Problem
For the data below, please report each line where the word "approximate" is found.

Top of Material supplied

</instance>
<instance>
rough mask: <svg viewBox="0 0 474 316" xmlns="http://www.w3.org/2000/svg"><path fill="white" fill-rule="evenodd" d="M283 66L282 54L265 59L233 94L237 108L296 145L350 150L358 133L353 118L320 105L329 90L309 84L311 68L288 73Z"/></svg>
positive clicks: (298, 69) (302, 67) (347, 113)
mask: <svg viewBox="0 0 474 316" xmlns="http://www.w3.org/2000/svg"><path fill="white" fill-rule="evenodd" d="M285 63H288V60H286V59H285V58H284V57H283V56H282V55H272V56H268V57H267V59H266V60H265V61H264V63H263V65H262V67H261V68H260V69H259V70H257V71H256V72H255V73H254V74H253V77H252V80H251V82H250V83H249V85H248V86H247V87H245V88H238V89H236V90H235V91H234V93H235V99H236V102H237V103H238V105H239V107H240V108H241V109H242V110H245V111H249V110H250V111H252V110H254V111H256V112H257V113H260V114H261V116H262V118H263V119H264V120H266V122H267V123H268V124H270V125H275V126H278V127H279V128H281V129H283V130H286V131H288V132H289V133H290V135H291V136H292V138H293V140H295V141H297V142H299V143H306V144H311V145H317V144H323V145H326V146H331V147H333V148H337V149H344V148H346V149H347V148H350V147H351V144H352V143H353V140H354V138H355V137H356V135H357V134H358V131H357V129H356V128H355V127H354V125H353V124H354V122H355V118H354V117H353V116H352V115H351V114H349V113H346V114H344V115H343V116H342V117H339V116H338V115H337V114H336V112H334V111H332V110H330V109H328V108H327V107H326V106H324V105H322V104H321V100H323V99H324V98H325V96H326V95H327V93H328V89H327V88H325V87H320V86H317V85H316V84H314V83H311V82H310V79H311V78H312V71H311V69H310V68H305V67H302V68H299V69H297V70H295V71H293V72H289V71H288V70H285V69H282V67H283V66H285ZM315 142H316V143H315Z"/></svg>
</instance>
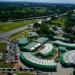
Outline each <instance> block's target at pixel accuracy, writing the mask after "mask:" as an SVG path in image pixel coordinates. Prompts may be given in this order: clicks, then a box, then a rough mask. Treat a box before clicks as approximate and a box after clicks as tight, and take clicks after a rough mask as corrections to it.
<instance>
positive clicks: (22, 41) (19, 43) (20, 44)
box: [17, 37, 29, 46]
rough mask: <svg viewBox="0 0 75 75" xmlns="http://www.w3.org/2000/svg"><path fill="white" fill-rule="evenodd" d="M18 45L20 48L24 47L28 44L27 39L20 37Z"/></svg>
mask: <svg viewBox="0 0 75 75" xmlns="http://www.w3.org/2000/svg"><path fill="white" fill-rule="evenodd" d="M17 43H18V45H20V46H21V45H22V46H25V45H27V44H28V43H29V42H28V39H27V38H24V37H21V38H19V39H18V41H17Z"/></svg>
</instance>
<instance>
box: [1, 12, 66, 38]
mask: <svg viewBox="0 0 75 75" xmlns="http://www.w3.org/2000/svg"><path fill="white" fill-rule="evenodd" d="M66 14H67V12H66V13H63V14H60V15H59V17H60V16H64V15H66ZM52 16H53V15H52ZM40 20H42V19H39V21H38V22H39V23H40ZM32 27H33V24H29V25H25V26H23V27H20V28H17V29H14V30H11V31H8V32H5V33H2V34H1V33H0V38H8V37H9V36H10V35H12V34H14V33H17V32H20V31H22V30H26V29H28V28H32Z"/></svg>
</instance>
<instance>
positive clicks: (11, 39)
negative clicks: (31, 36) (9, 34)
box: [10, 29, 33, 41]
mask: <svg viewBox="0 0 75 75" xmlns="http://www.w3.org/2000/svg"><path fill="white" fill-rule="evenodd" d="M31 31H33V30H31V29H29V30H23V31H20V32H18V33H15V34H13V35H11V36H10V40H12V41H16V40H17V39H18V38H20V37H22V36H24V37H25V38H28V39H30V38H29V36H28V32H31Z"/></svg>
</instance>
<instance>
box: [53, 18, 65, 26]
mask: <svg viewBox="0 0 75 75" xmlns="http://www.w3.org/2000/svg"><path fill="white" fill-rule="evenodd" d="M65 20H66V19H65V18H64V17H60V18H58V19H56V20H53V21H52V23H54V24H56V25H58V26H62V27H63V26H64V24H65Z"/></svg>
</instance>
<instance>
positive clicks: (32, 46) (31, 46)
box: [22, 42, 41, 51]
mask: <svg viewBox="0 0 75 75" xmlns="http://www.w3.org/2000/svg"><path fill="white" fill-rule="evenodd" d="M40 45H41V44H40V43H36V42H32V43H30V44H28V45H27V46H25V47H23V48H22V50H23V51H33V50H35V49H36V48H38V47H39V46H40Z"/></svg>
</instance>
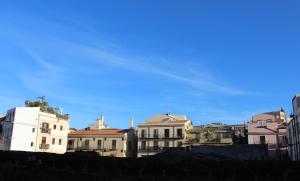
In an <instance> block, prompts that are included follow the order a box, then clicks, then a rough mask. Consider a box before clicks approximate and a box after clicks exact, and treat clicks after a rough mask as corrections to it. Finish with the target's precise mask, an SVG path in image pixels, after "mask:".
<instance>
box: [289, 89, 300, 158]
mask: <svg viewBox="0 0 300 181" xmlns="http://www.w3.org/2000/svg"><path fill="white" fill-rule="evenodd" d="M292 102H293V115H291V118H292V119H291V120H290V121H289V123H288V128H287V137H288V145H289V146H288V153H289V157H290V159H291V160H294V161H299V160H300V94H298V95H296V96H295V97H294V98H293V101H292Z"/></svg>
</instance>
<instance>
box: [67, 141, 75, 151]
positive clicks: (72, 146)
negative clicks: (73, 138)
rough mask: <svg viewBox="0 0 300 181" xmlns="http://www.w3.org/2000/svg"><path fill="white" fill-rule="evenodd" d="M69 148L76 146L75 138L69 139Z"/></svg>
mask: <svg viewBox="0 0 300 181" xmlns="http://www.w3.org/2000/svg"><path fill="white" fill-rule="evenodd" d="M68 148H70V149H73V148H74V140H68Z"/></svg>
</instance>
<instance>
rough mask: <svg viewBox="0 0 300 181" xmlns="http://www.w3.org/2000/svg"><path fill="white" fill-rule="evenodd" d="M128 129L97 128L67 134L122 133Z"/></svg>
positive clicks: (71, 135) (91, 134) (97, 134)
mask: <svg viewBox="0 0 300 181" xmlns="http://www.w3.org/2000/svg"><path fill="white" fill-rule="evenodd" d="M127 132H128V130H122V129H99V130H79V131H74V132H72V133H69V136H85V135H123V134H125V133H127Z"/></svg>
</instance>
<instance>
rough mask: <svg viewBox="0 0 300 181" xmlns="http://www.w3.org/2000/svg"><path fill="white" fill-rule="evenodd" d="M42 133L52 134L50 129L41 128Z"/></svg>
mask: <svg viewBox="0 0 300 181" xmlns="http://www.w3.org/2000/svg"><path fill="white" fill-rule="evenodd" d="M41 133H46V134H51V129H50V128H41Z"/></svg>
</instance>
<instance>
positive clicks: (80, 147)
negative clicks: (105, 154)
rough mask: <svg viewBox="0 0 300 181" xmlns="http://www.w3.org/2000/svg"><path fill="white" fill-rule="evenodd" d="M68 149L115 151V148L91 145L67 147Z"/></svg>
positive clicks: (96, 150)
mask: <svg viewBox="0 0 300 181" xmlns="http://www.w3.org/2000/svg"><path fill="white" fill-rule="evenodd" d="M67 149H68V150H75V151H101V152H110V151H117V149H116V148H94V147H91V146H81V147H77V148H74V147H69V148H67Z"/></svg>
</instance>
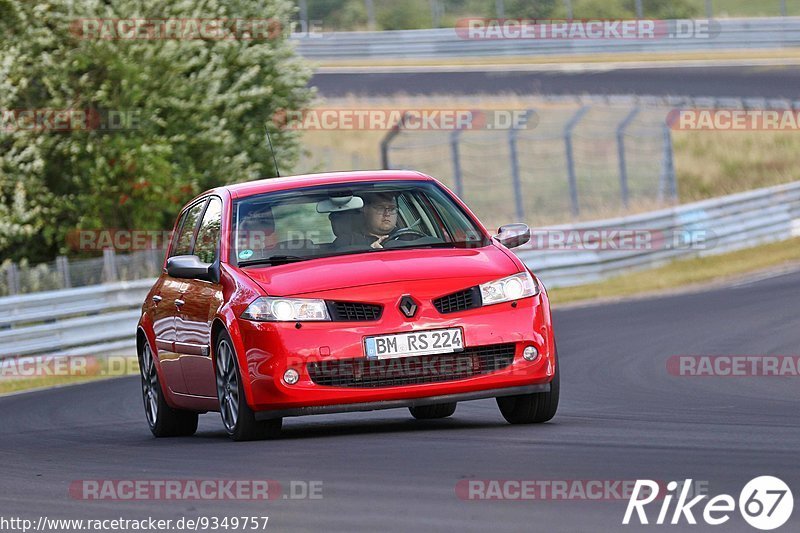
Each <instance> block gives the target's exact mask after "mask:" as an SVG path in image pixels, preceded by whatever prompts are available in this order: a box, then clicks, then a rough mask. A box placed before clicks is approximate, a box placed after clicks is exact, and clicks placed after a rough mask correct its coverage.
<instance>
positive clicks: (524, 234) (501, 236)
mask: <svg viewBox="0 0 800 533" xmlns="http://www.w3.org/2000/svg"><path fill="white" fill-rule="evenodd" d="M494 238H495V239H497V240H498V241H499V242H500V244H502V245H503V246H505V247H506V248H516V247H517V246H522V245H523V244H525V243H526V242H528V241H529V240H531V228H529V227H528V225H527V224H506V225H505V226H500V229H499V230H498V231H497V235H495V236H494Z"/></svg>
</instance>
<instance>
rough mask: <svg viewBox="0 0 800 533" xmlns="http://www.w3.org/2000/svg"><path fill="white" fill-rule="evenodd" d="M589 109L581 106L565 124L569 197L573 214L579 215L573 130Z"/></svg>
mask: <svg viewBox="0 0 800 533" xmlns="http://www.w3.org/2000/svg"><path fill="white" fill-rule="evenodd" d="M587 111H589V106H583V107H581V108H580V109H579V110H578V111H577V112H576V113H575V114H574V115H572V118H570V119H569V121H568V122H567V124H566V126H564V147H565V149H566V153H567V180H568V181H569V198H570V204H571V206H572V216H578V215H579V214H580V212H581V208H580V205H579V203H578V179H577V178H576V177H575V157H574V156H573V153H572V130H573V129H574V128H575V126H576V125H577V124H578V122H580V120H581V118H583V115H585V114H586V112H587Z"/></svg>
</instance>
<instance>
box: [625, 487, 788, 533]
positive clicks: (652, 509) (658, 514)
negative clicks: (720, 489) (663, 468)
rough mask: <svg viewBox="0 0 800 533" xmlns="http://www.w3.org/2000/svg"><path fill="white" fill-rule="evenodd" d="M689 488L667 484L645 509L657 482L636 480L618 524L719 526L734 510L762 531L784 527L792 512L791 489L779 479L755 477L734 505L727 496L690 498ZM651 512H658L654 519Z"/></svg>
mask: <svg viewBox="0 0 800 533" xmlns="http://www.w3.org/2000/svg"><path fill="white" fill-rule="evenodd" d="M691 485H692V480H691V479H687V480H685V481H684V482H682V483H679V482H677V481H670V482H669V483H668V484H667V491H668V492H667V494H666V496H665V497H664V498H663V499H661V501H660V502H659V503H656V504H655V505H652V506H651V507H650V508H649V509H646V507H647V506H648V505H650V504H652V503H654V502H655V501H656V499H657V494H658V490H659V486H660V483H659V482H657V481H654V480H650V479H640V480H637V481H636V485H635V486H634V489H633V494H632V495H631V497H630V499H629V501H628V506H627V508H626V509H625V515H624V516H623V518H622V523H623V524H624V525H631V524H636V525H652V524H655V525H664V524H671V525H679V524H683V525H686V524H689V525H697V523H698V518H700V519H701V520H702V521H703V522H704V523H705V524H708V525H711V526H719V525H722V524H725V523H727V522H728V521H729V520H731V518H732V517H733V516H735V514H736V511H737V510H738V512H739V514H741V516H742V518H743V519H744V520H745V522H747V523H748V524H750V525H751V526H753V527H754V528H756V529H760V530H765V531H766V530H772V529H776V528H778V527H780V526H782V525H783V524H785V523H786V522H787V521H788V520H789V518H790V517H791V515H792V510H793V509H794V498H793V496H792V491H791V489H790V488H789V486H788V485H787V484H786V483H784V482H783V480H781V479H779V478H776V477H773V476H759V477H757V478H754V479H752V480H750V481H749V482H748V483H747V484H746V485H745V486H744V488H742V490H741V492H740V493H739V497H738V506H737V499H736V498H734V496H731V495H729V494H720V495H717V496H713V497H710V496H709V495H708V494H698V495H692V494H690V492H689V487H691ZM707 498H708V500H707V501H704V500H706V499H707ZM673 501H674V506H673ZM648 511H649V514H648ZM654 511H658V514H657V515H655V516H654Z"/></svg>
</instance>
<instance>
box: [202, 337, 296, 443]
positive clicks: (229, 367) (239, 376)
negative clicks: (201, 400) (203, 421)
mask: <svg viewBox="0 0 800 533" xmlns="http://www.w3.org/2000/svg"><path fill="white" fill-rule="evenodd" d="M214 354H215V357H214V374H215V375H216V380H217V398H218V399H219V407H220V415H221V416H222V424H223V426H225V431H226V432H227V433H228V436H229V437H230V438H231V439H233V440H235V441H237V442H239V441H248V440H264V439H274V438H276V437H278V435H280V432H281V426H282V425H283V419H282V418H273V419H272V420H256V416H255V412H254V411H253V410H252V409H251V408H250V406H249V405H248V404H247V399H246V398H245V395H244V386H243V384H242V374H241V372H240V371H239V361H238V358H237V357H236V352H235V351H234V349H233V342H231V338H230V336H228V334H227V332H222V333H221V334H220V335H219V339H218V340H217V346H216V350H215V352H214Z"/></svg>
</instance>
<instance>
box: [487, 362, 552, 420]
mask: <svg viewBox="0 0 800 533" xmlns="http://www.w3.org/2000/svg"><path fill="white" fill-rule="evenodd" d="M558 368H559V367H558V362H556V373H555V375H553V380H552V381H551V382H550V392H535V393H533V394H521V395H519V396H504V397H501V398H497V406H498V407H499V408H500V413H502V415H503V418H505V419H506V421H507V422H508V423H509V424H541V423H542V422H547V421H548V420H550V419H552V418H553V417H554V416H555V415H556V411H557V410H558V396H559V391H560V388H561V386H560V380H559V377H558V374H559V372H558Z"/></svg>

Bottom of Material supplied

Your response
Outline each <instance> block's target at pixel accuracy, writing the mask after "mask:" as an SVG path in image pixel coordinates. Prompts may be given in this order: clicks, then a box, then a rough mask. Treat a box before clicks as approximate and a box after clicks as tight, and take clicks after a rough mask as corrections to it.
In an <instance> block, prompts that are included follow the order a box, then clicks, then a rough mask. Consider a box before clicks approximate and a box after clicks exact, and treat clicks after a rough mask as corrections to it. Finish with the target's precise mask, an SVG path in image pixels, after "mask:".
Each <instance> block gives the target's exact mask after "mask:" as an SVG path in image pixels, preceded by whatever prompts are available in this order: a box, then clicks, then a rough mask. A box placed before clicks is approximate, a box placed after clicks is exact, and clicks placed after a rough mask correct its coverage.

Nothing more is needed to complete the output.